» Exercise requirements:
1 - In the nomogram excerpt, what does a net benefit of about 50% at a 4% threshold probability in the training cohort amount to? Answer in one to three sentences.
2 - Copy the nomogram excerpt between "The decision curve" and "with 500 resamples).", inclusive.
3 - Resume the nomogram excerpt from where it stops.

» Document extract:
=======
PPV, Positive predictive value; NPV, Negative predictive value; PLR, Positive likelihood ratio; NLR, Negative likelihood ratio; DOR, Diagnostic odds ratio.

Clinical use of the nomogram

Figure 6 demonstrated the result of the LASSO model's decision curve analysis in the training and validation cohorts. The black line represents the net benefit when none of the participants are considered to develop diabetes. In contrast, the light gray line represents the net benefit when all participants are considered to develop diabetes. The area between the "no treatment line" (black line) and "all treatment line" (light gray line) in the model curve indicates the clinical utility of the model. The farther the model curve is from the black and light gray lines, the better the nomogram's clinical application. Specifically, in the training cohort, if the threshold probability of a patient was 4% in the LASSO model, the net benefit was about 50%, which was equivalent to performing 50 additional diabetes screenings (such as oral glucose tolerance test) per 100 Chinese adults when without a significant change in the incidence of diabetes.

Figure 6.

Figure 6

The decision curve analysis of the LASSO model for 3-year diabetes risk in the training cohort (A) and validation cohort (B). The black line represents the net benefit when none of the participants are considered to develop diabetes, while the light gray line represents the net benefit when all participants are considered to develop diabetes. The area between the "no treatment line" (black line) and "all treatment line" (light gray line) in the model curve indicates the clinical utility of the model. The farther the model curve is from the black and light gray lines, the better the clinical use of the nomogram. (Using bootstraps with 500 resamples).
=======
» Referring expression pointing data:
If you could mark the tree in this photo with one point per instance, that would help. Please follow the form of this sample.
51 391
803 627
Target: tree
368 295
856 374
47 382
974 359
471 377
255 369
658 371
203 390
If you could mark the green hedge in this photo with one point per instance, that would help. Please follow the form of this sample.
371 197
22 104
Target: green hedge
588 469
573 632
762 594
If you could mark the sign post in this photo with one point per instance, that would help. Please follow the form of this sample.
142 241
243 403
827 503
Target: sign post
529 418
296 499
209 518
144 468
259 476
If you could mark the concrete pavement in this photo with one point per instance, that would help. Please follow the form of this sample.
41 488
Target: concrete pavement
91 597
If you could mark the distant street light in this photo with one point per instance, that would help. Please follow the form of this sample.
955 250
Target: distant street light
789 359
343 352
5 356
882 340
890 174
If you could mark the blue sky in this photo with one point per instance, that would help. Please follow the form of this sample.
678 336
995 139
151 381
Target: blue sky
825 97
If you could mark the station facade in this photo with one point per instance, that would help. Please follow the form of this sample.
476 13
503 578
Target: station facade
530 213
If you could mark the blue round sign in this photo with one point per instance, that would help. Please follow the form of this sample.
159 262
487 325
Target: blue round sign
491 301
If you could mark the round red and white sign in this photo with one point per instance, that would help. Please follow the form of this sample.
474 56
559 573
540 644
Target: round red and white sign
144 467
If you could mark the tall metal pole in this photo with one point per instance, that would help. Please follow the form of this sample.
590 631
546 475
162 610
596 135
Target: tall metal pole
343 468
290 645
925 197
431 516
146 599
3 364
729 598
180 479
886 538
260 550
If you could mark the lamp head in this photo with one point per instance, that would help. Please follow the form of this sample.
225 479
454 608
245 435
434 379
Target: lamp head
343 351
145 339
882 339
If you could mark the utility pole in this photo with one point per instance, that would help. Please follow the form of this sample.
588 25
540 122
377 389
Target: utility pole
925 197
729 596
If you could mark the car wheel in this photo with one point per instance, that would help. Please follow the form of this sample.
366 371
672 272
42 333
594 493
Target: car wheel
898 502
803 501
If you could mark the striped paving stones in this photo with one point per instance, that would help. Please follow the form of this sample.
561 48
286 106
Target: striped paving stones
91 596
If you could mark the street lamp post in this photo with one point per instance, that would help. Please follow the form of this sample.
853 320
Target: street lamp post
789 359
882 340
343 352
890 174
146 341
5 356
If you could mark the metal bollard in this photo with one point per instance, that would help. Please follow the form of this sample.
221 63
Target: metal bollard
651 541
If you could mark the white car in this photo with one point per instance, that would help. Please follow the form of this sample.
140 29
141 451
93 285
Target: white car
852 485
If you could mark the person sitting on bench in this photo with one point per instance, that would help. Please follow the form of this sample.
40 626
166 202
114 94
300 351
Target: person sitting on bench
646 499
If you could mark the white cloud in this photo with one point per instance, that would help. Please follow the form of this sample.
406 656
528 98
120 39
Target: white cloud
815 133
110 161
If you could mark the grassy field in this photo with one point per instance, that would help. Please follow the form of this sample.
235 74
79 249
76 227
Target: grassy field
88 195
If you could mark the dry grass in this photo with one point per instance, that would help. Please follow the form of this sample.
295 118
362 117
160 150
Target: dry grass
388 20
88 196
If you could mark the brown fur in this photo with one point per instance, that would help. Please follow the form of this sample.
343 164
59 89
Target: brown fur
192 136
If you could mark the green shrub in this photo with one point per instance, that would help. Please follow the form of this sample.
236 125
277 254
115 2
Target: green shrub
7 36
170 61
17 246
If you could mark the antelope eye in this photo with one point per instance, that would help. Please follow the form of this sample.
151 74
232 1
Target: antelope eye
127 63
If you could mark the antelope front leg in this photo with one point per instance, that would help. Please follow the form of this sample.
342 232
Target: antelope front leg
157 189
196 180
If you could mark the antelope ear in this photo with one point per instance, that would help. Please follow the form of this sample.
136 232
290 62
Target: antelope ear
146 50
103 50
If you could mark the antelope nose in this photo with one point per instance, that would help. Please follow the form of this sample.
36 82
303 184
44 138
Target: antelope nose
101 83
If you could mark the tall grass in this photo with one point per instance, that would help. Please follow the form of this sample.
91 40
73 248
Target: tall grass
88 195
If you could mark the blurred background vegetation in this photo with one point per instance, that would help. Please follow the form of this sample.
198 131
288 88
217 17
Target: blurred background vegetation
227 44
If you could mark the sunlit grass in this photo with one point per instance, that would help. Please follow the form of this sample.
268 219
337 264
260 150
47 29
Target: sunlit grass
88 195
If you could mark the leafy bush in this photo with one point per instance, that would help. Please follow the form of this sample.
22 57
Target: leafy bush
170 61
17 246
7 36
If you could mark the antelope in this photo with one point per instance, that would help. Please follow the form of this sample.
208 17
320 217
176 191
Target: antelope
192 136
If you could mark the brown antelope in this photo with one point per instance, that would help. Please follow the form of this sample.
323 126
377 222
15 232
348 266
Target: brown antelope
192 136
=======
» Outputs in order:
1 - It amounts to doing 50 additional diabetes screenings, such as an oral glucose tolerance test, per 100 Chinese adults without a significant change in the incidence of diabetes.

2 -
The decision curve analysis of the LASSO model for 3-year diabetes risk in the training cohort (A) and validation cohort (B). The black line represents the net benefit when none of the participants are considered to develop diabetes, while the light gray line represents the net benefit when all participants are considered to develop diabetes. The area between the "no treatment line" (black line) and "all treatment line" (light gray line) in the model curve indicates the clinical utility of the model. The farther the model curve is from the black and light gray lines, the better the clinical use of the nomogram. (Using bootstraps with 500 resamples).

3 -
External validation

The external validation was performed on a cohort of 12,545 Japanese participants. The mean age, BMI, SBP, and FPG of the participants were 43.56 ± 8.68 years old, 22.11 ± 3.11 kg/m2, 114.42 ± 14.89 mmHg, and 5.15 ± 0.41 mmol/L, respectively. The median TG was 0.75 (0.50–1.12) mmol/L. (Table S4).The AUC of the external validation was 0.849 (Fig. 7A). At the best threshold, the specificity and sensitivity rates were 81.46% and 75.25%, respectively. (Table S5). The external validation revealed that our nomogram had excellent prediction performance.

Figure 7.

Figure 7

The ROC curves of the nomogram in the external validation cohort (A) the overall population of the original study (B).

Sensitivity analysis

To perform the LASSO model's sensitivity analysis, we used multiple imputations to replace the missing values of variables of the overall population in the original study (n = 211,833). The mean age, BMI, SBP, and FPG were 42.10 ± 12.65 years old, 23.24 ± 3.34 kg/m2, 119.06 ± 16.38 mmHg, and 4.92 ± 0.61 mmol/L, respectively. The median of TG was 1.07 (0.73–1.62). (Table S4). The AUC was 0.918 (Fig. 7b). At the best threshold, the specificity and sensitivity rates were 86.17% and 83.90%, respectively. (Table S5).

Discussion

In this retrospective cohort study, we developed and validated a personalized prediction nomogram for the 3-year risk of incident diabetes by cost-effective and readily available parameters among Chinese adults, helping clinicians identify individuals with a high risk of developing diabetes. The nomogram included five parameters: age, BMI, SBP, FPG, and TG. The internal and external validation showed that our nomogram had excellent prediction performance. We also summarized the sensitivity and specificity of the nomogram for predicting diabetes at different cut-off values. Decision curve analysis illustrated the clinical use of the nomogram.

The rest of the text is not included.